** What you have to do **
Convert the lines of the entries into a numbered list, beginning with the line that contains "task: outline the road" and continuing through the end of the entries. Leave out any blank lines.

..............................

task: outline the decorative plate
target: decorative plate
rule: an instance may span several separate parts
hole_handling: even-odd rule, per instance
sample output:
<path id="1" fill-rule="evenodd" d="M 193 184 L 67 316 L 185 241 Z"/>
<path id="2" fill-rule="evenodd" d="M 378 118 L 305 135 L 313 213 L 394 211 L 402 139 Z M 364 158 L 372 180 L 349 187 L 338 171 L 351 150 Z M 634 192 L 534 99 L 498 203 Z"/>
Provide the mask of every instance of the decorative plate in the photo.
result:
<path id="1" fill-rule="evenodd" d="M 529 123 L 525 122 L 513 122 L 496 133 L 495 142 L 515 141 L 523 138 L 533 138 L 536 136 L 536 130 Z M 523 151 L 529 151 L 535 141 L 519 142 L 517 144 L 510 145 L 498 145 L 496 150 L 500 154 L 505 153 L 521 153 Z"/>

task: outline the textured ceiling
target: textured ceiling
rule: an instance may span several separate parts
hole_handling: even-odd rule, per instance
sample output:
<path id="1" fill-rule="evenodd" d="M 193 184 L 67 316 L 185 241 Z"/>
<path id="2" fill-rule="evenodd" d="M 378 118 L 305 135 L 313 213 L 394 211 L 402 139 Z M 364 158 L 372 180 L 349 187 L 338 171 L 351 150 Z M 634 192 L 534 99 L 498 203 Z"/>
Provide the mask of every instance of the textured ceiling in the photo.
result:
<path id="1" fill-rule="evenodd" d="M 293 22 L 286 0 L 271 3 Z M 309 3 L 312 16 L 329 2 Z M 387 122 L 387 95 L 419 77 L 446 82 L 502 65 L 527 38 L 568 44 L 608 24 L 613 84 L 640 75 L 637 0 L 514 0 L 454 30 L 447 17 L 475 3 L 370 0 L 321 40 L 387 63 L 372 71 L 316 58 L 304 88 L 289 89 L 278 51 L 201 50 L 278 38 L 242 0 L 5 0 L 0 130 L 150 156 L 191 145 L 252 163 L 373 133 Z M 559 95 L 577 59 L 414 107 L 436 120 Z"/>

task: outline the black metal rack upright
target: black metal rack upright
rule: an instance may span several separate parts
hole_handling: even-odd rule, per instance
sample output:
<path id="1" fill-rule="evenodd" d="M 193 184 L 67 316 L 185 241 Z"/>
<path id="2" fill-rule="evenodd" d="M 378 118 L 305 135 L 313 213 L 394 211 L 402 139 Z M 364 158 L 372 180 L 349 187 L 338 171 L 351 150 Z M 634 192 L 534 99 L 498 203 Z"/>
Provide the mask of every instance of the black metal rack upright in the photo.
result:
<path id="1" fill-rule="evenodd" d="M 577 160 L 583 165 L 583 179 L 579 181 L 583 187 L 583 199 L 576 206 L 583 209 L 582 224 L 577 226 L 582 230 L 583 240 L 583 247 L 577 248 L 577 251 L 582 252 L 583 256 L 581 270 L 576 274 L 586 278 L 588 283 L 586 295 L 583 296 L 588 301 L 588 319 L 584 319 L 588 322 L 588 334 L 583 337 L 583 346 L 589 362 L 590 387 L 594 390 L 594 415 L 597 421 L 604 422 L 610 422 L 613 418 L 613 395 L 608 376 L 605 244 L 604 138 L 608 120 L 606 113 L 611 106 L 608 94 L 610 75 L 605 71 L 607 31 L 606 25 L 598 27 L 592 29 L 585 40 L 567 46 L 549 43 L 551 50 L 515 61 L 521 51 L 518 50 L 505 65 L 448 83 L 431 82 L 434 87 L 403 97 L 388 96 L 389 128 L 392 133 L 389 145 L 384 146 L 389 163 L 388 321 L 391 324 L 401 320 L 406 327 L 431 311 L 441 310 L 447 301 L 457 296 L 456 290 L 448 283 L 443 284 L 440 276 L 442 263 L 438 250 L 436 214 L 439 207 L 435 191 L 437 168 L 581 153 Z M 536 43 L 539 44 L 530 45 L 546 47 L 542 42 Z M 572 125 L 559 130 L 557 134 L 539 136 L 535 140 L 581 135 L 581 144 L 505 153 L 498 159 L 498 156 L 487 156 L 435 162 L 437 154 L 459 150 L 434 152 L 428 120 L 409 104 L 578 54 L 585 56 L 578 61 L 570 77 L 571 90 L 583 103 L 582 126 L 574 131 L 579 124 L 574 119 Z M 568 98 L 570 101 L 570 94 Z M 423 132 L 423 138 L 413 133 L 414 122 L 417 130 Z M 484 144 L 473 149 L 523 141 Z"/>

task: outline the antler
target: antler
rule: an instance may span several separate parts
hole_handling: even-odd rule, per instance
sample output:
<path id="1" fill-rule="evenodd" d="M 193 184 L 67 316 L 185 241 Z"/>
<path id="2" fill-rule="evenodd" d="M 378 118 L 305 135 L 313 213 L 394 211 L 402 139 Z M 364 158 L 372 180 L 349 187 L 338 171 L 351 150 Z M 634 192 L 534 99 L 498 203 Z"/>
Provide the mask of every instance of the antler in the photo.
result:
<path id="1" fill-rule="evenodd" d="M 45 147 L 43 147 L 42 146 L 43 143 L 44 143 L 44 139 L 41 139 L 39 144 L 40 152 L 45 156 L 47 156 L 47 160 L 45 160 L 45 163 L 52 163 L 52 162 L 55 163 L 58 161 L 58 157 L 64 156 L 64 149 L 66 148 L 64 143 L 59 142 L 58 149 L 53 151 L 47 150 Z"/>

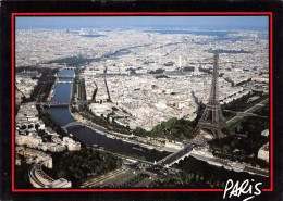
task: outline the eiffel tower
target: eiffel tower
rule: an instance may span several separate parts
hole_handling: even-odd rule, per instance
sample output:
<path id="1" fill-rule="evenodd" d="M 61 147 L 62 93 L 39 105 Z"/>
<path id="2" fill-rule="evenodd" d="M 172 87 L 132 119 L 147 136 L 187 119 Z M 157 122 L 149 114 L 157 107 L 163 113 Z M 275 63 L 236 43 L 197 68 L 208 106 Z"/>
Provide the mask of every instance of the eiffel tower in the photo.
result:
<path id="1" fill-rule="evenodd" d="M 226 122 L 222 115 L 221 106 L 218 100 L 218 52 L 214 53 L 213 58 L 214 63 L 209 101 L 206 105 L 202 116 L 200 117 L 197 126 L 193 130 L 193 135 L 198 135 L 199 131 L 202 129 L 210 131 L 213 138 L 222 138 L 224 135 L 229 135 L 230 131 L 226 127 Z"/>

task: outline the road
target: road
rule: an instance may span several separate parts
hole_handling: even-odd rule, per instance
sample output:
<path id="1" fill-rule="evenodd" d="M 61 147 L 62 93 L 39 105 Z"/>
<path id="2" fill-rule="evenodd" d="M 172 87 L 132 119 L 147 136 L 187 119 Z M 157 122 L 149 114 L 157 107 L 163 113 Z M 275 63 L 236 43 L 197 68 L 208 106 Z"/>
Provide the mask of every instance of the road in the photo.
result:
<path id="1" fill-rule="evenodd" d="M 255 106 L 262 106 L 262 102 L 267 101 L 268 99 L 269 99 L 269 98 L 264 99 L 263 101 L 261 101 L 261 102 L 255 104 L 254 106 L 251 106 L 251 108 L 249 108 L 249 109 L 247 109 L 247 110 L 245 110 L 244 112 L 241 112 L 241 113 L 247 113 L 247 114 L 249 114 L 249 113 L 248 113 L 249 110 L 253 110 Z M 234 111 L 233 111 L 233 112 L 234 112 Z M 235 118 L 238 118 L 238 117 L 239 117 L 239 116 L 236 115 L 236 116 L 234 116 L 233 118 L 229 120 L 226 123 L 233 122 Z"/>
<path id="2" fill-rule="evenodd" d="M 173 163 L 174 161 L 183 158 L 184 155 L 186 155 L 188 152 L 190 152 L 194 148 L 193 143 L 188 143 L 187 146 L 185 146 L 184 149 L 172 153 L 171 155 L 169 155 L 168 158 L 161 160 L 160 162 L 158 162 L 158 164 L 161 163 L 161 165 L 165 166 L 165 165 L 170 165 L 171 163 Z"/>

..............................

** Task response **
1. task: outline the road
2. target: road
3. rule: an instance may span several separate parts
4. hole_handling: even-odd rule, per instance
5. sample output:
6. <path id="1" fill-rule="evenodd" d="M 61 147 L 62 93 L 39 105 Z"/>
7. <path id="2" fill-rule="evenodd" d="M 172 87 L 132 119 L 147 136 L 187 119 Z M 157 122 L 149 114 L 157 107 L 163 113 Z M 275 63 L 236 43 L 197 68 L 208 106 Z"/>
8. Provide the mask of every instance of the road in the photo.
9. result:
10. <path id="1" fill-rule="evenodd" d="M 255 106 L 262 106 L 262 102 L 267 101 L 268 99 L 269 99 L 269 98 L 264 99 L 263 101 L 261 101 L 261 102 L 255 104 L 254 106 L 251 106 L 251 108 L 249 108 L 249 109 L 247 109 L 247 110 L 245 110 L 244 112 L 241 112 L 241 113 L 247 113 L 247 114 L 249 114 L 249 113 L 248 113 L 249 110 L 253 110 Z M 234 111 L 233 111 L 233 112 L 234 112 Z M 235 118 L 238 118 L 238 117 L 239 117 L 239 116 L 236 115 L 236 116 L 234 116 L 233 118 L 229 120 L 226 123 L 233 122 Z"/>
11. <path id="2" fill-rule="evenodd" d="M 173 163 L 174 161 L 183 158 L 184 155 L 186 155 L 188 152 L 190 152 L 194 148 L 193 143 L 188 143 L 187 146 L 185 146 L 184 149 L 172 153 L 171 155 L 169 155 L 168 158 L 161 160 L 160 162 L 158 162 L 158 164 L 161 163 L 161 165 L 165 166 L 165 165 L 170 165 L 171 163 Z"/>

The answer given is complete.